-- Passage for review follows --
Interestingly, in Bhardwaj’s earlier movie “Matru ki Bijli ka Mandola,” a 45-crore big budget Bollywood film with popular stars, the lead hero is a JNU product who in his alter-ego as the emancipator of the poor farmers is a superhero-like figure with the name ‘Mao’! This more than anything else shows the degree of comradeship Bhardwaj is affixed to in the domain of leftism, glorifying a mass murderer like Mao. It should have caused outrage in India, unfortunately it didn’t, perhaps because like every radical, subversive leftist thought, it was cloaked in too much distraction. Besides that, the film had multiple allusions to the usual objects of leftist rhetoric and jargon. One wonders why Bhardwaj did not chose to make his fashionable statement on the relation between his allegiance to leftist ideals and his art when it would have been apt for him to do so considering that the film had those themes. Also, it was an original film by Bhardwaj. The answer is simple – a 45-crore film cannot afford to alienate its audience and even the staunchest of leftist-artist souls have to bow to the market and moolah.
-- Passage for review concluded --
(Problem set):
**A)** List every description the commentary on Bhardwaj's film gives of the film's lead hero.
**B)** For each statement, say whether it agrees with the commentary on Bhardwaj's film. Answer yes or no and quote the deciding words of the commentary.
(i) The film caused outrage in India.
(ii) The film was an original film by Bhardwaj.
(iii) The film was made on a small budget.
-- Provided data follows --
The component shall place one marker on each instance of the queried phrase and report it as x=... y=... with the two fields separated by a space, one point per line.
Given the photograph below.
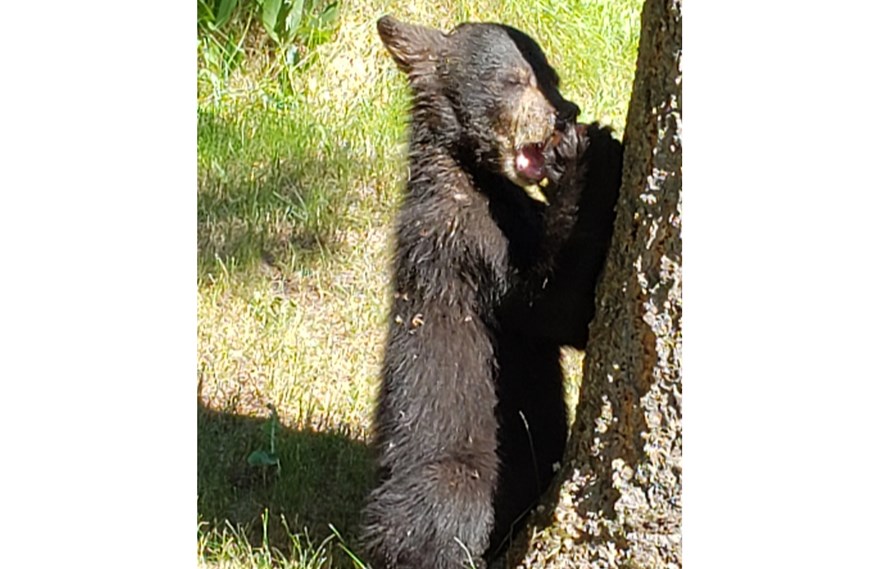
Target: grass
-- Provided data concluded --
(Answers to the problems):
**A)**
- a JNU product
- in his alter-ego, the emancipator of the poor farmers
- a superhero-like figure
- bears the name 'Mao'

**B)**
(i) No: "It should have caused outrage in India, unfortunately it didn’t"
(ii) Yes: "Also, it was an original film by Bhardwaj."
(iii) No: "a 45-crore big budget Bollywood film"